◆ Work task
Pull each line containing "with" out of the listing below.

=-=-=-=-=

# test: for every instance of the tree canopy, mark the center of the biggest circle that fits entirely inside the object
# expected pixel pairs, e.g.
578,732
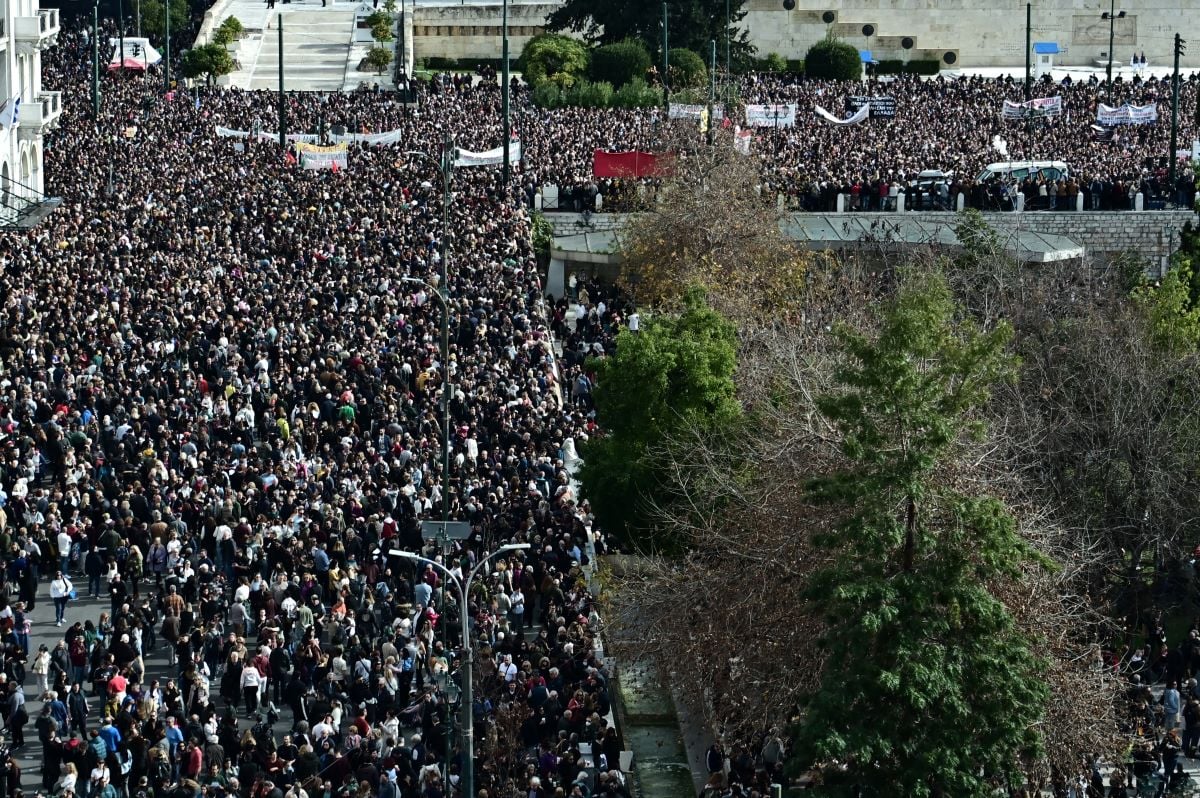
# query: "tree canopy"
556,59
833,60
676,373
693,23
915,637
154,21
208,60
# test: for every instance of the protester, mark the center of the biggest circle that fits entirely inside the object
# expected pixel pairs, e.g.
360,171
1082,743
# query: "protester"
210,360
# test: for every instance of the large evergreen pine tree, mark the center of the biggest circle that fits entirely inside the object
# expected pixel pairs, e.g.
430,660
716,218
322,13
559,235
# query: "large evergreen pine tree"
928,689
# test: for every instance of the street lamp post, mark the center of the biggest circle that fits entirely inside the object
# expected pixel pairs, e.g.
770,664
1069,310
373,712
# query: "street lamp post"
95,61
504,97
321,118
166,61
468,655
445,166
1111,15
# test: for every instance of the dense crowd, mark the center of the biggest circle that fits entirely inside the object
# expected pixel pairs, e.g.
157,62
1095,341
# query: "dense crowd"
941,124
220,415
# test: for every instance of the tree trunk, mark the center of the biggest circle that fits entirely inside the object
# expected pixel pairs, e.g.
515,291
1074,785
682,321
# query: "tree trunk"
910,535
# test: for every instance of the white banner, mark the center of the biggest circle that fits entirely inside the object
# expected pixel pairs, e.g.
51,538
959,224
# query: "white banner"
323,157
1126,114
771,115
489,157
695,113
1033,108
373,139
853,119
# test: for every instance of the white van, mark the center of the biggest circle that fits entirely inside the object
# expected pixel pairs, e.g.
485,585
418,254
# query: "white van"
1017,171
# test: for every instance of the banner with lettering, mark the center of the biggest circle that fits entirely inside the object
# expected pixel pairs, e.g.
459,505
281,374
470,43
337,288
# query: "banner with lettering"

=-=-=-=-=

◆ Output below
# test: for every instance of the banner with lettering, mark the center of the biggest circle that fits entirely inside the object
# query: "banner with lettering"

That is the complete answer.